===== EXERCISE INPUTS =====

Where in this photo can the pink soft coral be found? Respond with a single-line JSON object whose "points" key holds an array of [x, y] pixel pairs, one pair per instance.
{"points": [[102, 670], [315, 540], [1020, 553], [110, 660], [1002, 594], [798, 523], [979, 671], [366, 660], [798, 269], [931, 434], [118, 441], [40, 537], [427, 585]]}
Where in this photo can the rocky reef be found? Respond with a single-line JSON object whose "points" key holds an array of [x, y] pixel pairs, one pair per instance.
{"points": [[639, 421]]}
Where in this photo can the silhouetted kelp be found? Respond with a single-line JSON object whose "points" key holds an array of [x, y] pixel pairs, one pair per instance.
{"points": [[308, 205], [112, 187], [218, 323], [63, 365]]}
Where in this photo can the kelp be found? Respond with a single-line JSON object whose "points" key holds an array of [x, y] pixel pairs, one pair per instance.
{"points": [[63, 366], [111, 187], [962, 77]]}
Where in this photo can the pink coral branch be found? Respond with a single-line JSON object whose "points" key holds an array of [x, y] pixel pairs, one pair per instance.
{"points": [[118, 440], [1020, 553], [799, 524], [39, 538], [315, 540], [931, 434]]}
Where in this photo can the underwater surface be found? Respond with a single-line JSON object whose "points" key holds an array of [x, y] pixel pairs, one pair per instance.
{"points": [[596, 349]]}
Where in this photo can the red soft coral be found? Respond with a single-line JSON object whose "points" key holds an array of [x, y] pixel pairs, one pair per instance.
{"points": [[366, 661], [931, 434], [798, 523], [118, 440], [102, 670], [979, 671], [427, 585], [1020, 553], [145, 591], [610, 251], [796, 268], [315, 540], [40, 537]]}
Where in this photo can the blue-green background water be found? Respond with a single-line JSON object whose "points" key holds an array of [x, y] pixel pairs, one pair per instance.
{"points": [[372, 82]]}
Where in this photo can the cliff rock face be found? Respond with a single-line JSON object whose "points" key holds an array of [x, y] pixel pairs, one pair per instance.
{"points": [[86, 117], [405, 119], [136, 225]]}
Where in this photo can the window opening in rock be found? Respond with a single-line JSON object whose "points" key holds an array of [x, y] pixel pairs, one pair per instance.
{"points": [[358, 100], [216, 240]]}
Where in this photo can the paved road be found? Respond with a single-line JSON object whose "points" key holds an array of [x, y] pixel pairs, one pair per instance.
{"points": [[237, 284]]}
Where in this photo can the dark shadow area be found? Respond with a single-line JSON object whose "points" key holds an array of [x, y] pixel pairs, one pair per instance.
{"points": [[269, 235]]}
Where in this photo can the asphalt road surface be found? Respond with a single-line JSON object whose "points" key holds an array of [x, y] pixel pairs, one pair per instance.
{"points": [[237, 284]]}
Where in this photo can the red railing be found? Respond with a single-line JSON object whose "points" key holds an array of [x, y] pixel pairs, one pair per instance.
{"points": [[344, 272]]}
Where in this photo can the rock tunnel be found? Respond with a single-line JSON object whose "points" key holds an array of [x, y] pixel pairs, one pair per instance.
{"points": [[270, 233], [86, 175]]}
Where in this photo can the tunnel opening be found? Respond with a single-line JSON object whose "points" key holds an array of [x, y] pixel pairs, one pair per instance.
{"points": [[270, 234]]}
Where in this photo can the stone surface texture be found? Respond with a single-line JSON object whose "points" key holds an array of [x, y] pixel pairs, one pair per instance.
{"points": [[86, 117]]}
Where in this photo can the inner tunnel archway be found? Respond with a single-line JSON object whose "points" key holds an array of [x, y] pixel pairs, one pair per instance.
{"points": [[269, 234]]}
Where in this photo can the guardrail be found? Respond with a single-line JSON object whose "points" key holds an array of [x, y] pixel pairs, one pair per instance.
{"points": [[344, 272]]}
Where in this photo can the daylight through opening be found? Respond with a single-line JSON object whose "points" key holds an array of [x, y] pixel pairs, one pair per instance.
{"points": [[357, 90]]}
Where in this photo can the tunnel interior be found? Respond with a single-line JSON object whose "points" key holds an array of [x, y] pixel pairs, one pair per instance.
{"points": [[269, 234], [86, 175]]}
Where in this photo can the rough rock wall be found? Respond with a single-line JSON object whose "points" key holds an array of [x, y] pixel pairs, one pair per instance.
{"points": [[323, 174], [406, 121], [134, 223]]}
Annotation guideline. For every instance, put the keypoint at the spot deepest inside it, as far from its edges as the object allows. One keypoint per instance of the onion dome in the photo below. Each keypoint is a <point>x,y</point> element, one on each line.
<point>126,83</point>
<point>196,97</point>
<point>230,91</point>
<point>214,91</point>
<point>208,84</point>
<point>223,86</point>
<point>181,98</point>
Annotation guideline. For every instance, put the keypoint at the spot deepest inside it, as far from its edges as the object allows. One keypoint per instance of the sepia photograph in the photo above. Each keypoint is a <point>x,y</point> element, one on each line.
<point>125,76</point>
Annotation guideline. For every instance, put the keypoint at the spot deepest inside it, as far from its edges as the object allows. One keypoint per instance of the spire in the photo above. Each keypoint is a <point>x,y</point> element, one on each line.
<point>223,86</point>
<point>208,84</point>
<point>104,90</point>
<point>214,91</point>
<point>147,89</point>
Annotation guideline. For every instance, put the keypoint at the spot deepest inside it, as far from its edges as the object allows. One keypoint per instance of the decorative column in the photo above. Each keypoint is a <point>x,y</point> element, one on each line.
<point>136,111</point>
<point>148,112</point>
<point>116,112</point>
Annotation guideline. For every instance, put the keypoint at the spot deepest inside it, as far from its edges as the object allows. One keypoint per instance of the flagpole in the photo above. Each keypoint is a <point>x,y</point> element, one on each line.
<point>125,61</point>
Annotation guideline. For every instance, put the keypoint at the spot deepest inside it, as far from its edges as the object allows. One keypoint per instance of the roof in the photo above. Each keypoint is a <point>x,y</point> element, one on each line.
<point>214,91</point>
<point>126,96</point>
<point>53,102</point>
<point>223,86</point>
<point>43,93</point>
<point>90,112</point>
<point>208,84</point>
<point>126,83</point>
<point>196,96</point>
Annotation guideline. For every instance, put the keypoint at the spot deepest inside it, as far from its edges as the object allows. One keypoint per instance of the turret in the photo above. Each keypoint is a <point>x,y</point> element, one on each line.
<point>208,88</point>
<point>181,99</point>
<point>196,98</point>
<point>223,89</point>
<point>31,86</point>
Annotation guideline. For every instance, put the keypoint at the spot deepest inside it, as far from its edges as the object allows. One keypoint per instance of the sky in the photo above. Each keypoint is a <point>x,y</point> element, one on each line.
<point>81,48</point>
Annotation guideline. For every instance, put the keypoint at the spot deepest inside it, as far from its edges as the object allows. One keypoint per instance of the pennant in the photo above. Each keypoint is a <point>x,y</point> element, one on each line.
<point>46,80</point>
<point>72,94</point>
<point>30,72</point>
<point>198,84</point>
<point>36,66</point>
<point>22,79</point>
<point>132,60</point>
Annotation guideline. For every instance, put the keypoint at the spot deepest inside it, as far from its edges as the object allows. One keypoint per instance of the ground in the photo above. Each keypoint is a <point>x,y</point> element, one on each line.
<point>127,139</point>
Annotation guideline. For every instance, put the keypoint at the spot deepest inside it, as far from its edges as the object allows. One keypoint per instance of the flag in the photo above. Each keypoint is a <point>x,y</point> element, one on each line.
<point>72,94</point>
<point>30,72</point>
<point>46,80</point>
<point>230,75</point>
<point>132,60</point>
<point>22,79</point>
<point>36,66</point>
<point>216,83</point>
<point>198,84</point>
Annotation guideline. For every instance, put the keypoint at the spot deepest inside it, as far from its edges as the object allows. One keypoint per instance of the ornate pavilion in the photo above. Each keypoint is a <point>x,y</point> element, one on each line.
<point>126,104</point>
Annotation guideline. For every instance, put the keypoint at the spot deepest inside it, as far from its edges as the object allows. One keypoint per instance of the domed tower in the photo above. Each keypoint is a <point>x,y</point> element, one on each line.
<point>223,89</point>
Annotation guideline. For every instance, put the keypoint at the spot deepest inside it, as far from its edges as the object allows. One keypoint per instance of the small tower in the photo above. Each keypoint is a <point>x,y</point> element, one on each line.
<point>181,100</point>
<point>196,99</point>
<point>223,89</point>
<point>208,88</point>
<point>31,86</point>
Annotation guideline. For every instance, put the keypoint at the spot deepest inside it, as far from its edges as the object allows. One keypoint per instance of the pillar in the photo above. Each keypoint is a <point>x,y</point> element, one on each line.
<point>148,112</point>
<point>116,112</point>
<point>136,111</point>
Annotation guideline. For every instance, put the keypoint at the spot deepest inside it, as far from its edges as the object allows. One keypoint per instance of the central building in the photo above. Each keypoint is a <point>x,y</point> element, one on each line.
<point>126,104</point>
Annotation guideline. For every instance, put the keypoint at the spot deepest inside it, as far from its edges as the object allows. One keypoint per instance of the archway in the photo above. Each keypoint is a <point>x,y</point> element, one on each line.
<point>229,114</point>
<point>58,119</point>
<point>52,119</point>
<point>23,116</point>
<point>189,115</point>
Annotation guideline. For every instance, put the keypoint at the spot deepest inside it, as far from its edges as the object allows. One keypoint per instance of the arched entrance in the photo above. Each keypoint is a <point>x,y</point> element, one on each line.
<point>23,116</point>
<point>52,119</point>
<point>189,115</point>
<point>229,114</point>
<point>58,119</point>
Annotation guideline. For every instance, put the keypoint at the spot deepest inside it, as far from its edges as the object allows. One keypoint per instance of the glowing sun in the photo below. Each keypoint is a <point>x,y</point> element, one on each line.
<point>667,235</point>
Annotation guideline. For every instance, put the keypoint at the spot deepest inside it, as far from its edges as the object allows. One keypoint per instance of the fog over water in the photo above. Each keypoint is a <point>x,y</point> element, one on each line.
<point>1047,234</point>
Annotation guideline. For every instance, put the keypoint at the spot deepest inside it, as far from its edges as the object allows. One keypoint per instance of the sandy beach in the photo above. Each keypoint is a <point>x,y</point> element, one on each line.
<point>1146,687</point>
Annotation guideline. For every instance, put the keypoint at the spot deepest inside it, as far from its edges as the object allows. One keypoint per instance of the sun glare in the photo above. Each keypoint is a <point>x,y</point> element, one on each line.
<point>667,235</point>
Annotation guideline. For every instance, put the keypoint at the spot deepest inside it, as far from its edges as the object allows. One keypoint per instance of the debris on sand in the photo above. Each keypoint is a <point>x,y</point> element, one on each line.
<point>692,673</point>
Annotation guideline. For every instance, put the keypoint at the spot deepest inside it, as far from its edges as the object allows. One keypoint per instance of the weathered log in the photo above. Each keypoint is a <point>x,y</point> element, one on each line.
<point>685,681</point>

=====

# BRIEF
Reproduce only the lines running from the one with "of the debris" through the final line of the listing above, both ends included.

# EXERCISE RESPONSE
Annotation guideline. For every instance, put the keypoint at the spot deepest inside it, as far from its edges as the object allows. One keypoint per instance of the debris on sand in the photo above. Each keypoint is a <point>x,y</point> element, one on each line.
<point>692,673</point>
Annotation guideline. For every instance, put the keypoint at the spot deepest inside it, as far from its edges as the object allows. One keypoint per instance of the weathered log in the photo above. Each keypoint is a <point>x,y</point> element, one on each line.
<point>685,681</point>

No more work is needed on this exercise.